→ **What you need to do**:
(A) Output the passage of the court opinion below that begins at the words "Now Citizens and" and stops after the words "cross-motion is granted.".
(B) For each statement, say yes or no to whether it agrees with the court opinion below, and quote the words that decide it: (i) Wynndalco sold a business liability insurance policy to Citizens. (ii) Wynndalco was sued in two separate class action lawsuits while the policy was in effect. (iii) Citizens' motion for judgment on the pleadings is granted.

→ **Reading text**:
--*--

CITIZENS INSURANCE COMPANY OF AMERICA, a Michigan corporation v. WYNNDALCO ENTERPRISES, LLC; an Illinois limited liability
No. 20 C 3873
IN THE UNITED STATES DISTRICT COURT FOR THE NORTHERN DISTRICT OF ILLINOIS EASTERN DIVISION
03/30/22
Judge John Z. Lee
MEMORANDUM OPINION AND ORDER
Plaintiff Citizens Insurance Company of America sold a business liability insurance policy to Defendant Wynndalco Enterprises, LLC. While the policy was in effect, Wynndalco was sued in two separate class action lawsuits for allegedly selling biometric information in violation of the Illinois Biometric Information Privacy Act (“BIPA“),
In turn, Wynndalco and its officers, David Andalcio and Jose Flores, notified Citizens of the lawsuits and requested defense under the insurance policy. Citizens then filed this lawsuit, seeking a declaratory judgment that the policy does not cover the two underlying lawsuits. Wynndalco filed a counterclaim seeking the opposite.
Now Citizens and Wynndalco have filed cross-motions for judgment on the pleadings. Because the policy exclusion invoked by Citizens does not unambiguously preclude coverage for the underlying lawsuits, Citizens’ motion is denied, and Wynndalco‘s cross-motion is granted.

--*--

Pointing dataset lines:
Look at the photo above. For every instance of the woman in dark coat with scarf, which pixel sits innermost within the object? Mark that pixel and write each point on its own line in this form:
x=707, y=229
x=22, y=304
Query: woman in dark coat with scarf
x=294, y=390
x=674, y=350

--*--

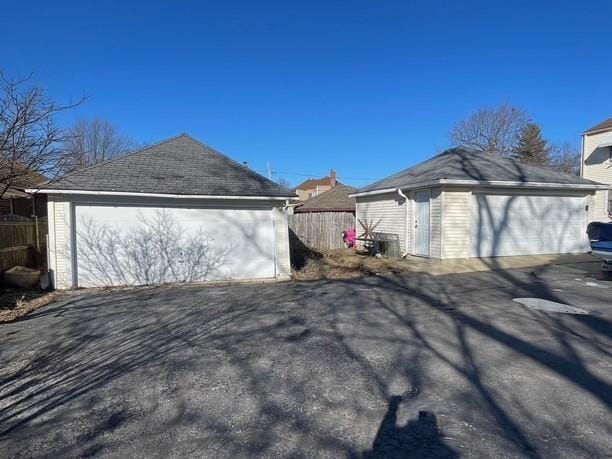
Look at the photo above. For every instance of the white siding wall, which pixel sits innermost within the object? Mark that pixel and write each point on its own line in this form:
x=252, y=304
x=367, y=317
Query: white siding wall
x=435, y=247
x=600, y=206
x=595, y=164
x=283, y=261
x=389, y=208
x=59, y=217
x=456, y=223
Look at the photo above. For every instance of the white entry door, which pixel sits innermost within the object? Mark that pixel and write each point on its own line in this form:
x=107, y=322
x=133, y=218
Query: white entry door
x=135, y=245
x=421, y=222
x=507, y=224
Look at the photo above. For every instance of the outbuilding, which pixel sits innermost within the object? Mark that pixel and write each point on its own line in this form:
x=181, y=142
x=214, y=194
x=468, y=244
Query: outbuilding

--*--

→ **Answers per task**:
(A)
Now Citizens and Wynndalco have filed cross-motions for judgment on the pleadings. Because the policy exclusion invoked by Citizens does not unambiguously preclude coverage for the underlying lawsuits, Citizens’ motion is denied, and Wynndalco‘s cross-motion is granted.

(B)
(i) No: "Plaintiff Citizens Insurance Company of America sold a business liability insurance policy to Defendant Wynndalco Enterprises, LLC."
(ii) Yes: "While the policy was in effect, Wynndalco was sued in two separate class action lawsuits"
(iii) No: "Citizens’ motion is denied, and Wynndalco‘s cross-motion is granted."